[Available records Boundary: Start]
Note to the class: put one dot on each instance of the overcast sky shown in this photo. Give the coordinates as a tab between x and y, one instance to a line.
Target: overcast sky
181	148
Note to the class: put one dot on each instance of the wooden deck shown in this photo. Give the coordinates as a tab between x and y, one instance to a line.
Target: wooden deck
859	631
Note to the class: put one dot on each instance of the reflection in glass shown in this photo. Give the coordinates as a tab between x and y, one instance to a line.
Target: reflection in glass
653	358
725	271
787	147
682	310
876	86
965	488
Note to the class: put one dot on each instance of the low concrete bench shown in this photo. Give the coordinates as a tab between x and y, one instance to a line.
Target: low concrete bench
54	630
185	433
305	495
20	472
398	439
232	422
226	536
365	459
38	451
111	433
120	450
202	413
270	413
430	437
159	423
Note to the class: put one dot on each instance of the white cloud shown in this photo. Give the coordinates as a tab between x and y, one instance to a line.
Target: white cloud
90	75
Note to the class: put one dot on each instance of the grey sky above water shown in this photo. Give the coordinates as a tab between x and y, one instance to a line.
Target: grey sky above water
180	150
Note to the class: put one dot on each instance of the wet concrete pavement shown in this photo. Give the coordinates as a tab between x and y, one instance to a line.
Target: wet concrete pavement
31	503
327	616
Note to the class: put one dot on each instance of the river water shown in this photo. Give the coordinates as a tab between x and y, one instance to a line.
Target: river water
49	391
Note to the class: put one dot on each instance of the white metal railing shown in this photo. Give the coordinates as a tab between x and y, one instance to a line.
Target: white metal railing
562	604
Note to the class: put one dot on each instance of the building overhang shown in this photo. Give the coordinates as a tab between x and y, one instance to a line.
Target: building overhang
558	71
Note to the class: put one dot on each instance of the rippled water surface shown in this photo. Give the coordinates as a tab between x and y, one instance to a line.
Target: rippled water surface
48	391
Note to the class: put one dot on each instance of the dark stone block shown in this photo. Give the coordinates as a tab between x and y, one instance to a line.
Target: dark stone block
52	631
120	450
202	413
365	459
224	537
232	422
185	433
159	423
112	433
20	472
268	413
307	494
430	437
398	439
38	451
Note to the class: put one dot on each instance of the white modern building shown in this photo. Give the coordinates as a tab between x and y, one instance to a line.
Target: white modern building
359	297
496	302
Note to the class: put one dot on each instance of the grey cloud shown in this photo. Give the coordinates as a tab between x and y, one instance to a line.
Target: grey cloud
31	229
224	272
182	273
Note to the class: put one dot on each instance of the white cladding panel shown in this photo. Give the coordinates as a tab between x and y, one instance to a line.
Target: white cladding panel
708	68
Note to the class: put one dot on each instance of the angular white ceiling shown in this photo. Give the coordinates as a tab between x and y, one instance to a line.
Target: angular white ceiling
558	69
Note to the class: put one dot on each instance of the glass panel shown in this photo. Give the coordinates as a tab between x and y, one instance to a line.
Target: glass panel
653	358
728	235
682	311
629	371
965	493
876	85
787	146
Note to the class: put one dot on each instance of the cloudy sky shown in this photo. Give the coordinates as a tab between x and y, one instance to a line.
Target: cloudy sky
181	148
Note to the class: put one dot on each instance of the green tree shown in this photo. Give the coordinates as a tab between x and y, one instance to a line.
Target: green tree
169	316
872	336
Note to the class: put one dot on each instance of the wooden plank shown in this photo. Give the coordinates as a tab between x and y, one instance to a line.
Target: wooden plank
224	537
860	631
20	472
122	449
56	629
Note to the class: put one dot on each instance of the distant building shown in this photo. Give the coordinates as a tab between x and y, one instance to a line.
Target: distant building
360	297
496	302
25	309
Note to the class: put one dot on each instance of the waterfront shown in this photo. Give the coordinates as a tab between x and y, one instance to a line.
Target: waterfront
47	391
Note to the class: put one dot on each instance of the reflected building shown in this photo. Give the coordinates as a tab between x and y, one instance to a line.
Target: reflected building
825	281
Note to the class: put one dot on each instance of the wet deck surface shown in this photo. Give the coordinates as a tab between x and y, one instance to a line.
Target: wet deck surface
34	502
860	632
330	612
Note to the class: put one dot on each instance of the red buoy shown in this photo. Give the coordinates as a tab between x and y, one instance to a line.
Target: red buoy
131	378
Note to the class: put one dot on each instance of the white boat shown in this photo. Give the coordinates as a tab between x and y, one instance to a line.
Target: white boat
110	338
[Available records Boundary: End]
The required output is the line containing "Target: wet deck surface" through the last line of the records above, each copied exactly and nothing more.

Target: wet deck surface
34	502
860	632
330	612
Note to the class: put one dot on each instance of the red buoy shown in this photo. Give the coordinates as a tab between x and y, one instance to a line.
Target: red buoy
131	378
Note to the class: put one dot on each instance of the white boat shown in this photo. Give the coordinates as a tab between x and y, one instance to a line.
Target: white boat
110	338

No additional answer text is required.